■ Task item ■
Below are some records; each one is to be set down again exactly.

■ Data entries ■
· · ·
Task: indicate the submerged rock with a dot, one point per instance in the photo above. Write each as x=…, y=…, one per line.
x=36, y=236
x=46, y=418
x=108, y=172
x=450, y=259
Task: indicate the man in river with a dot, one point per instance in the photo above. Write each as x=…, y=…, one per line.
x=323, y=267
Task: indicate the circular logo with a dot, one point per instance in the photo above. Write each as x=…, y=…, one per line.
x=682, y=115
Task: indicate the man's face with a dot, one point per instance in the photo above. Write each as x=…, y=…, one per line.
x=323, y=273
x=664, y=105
· · ·
■ Written answer ■
Task: indicate the submerged rock with a dot, one point per instance in the photo above. Write each as x=…, y=…, one per line.
x=36, y=236
x=46, y=418
x=108, y=172
x=450, y=259
Task: indicate the man in river with a dot, one point per instance in the photo above. Write each as x=…, y=…, one per line.
x=323, y=267
Task: indicate the circular logo with a dot, one point per instance in the photo above. Write each as x=…, y=…, one per line.
x=682, y=115
Task: indicate the man's face with a dot, one point per instance in the photo above. Write each as x=…, y=…, one per line.
x=323, y=273
x=664, y=105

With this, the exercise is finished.